### EXERCISE DESCRIPTION
Copies of all lines containing the string "every" are needed from the data below.

### SUPPLIED INFORMATION

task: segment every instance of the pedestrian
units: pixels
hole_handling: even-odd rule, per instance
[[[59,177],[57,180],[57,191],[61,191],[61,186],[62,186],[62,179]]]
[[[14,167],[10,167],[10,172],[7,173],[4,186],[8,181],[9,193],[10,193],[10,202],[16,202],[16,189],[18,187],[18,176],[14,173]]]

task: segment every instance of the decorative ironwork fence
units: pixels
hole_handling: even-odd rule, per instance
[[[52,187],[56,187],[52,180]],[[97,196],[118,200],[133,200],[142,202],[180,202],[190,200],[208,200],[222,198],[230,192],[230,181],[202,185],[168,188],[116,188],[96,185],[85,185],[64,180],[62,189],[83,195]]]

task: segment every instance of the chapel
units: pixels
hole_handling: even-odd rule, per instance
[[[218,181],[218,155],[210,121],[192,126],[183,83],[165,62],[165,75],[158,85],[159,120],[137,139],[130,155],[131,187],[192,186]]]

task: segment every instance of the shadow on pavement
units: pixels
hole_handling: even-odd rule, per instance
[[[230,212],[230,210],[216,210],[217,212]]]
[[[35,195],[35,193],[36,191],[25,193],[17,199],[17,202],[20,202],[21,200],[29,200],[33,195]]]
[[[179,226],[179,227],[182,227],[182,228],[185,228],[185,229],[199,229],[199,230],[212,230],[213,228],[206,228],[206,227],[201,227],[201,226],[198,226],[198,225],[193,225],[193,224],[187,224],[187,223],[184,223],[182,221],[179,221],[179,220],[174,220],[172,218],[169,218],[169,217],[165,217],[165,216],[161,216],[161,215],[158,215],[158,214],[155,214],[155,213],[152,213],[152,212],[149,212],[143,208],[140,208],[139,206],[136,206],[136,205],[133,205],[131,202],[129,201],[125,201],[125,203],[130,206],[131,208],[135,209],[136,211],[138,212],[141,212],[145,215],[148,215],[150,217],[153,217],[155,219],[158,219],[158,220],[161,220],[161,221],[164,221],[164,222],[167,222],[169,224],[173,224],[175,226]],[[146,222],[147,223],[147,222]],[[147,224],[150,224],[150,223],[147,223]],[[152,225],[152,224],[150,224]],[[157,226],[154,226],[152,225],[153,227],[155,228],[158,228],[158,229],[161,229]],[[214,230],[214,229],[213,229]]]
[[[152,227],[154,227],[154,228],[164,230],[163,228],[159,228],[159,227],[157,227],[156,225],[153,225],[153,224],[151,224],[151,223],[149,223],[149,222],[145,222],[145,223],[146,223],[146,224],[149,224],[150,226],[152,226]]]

### RESPONSE TO THIS TASK
task: segment every instance of the pedestrian
task: segment every instance of the decorative ironwork fence
task: segment every instance of the chapel
task: segment every instance of the shadow on pavement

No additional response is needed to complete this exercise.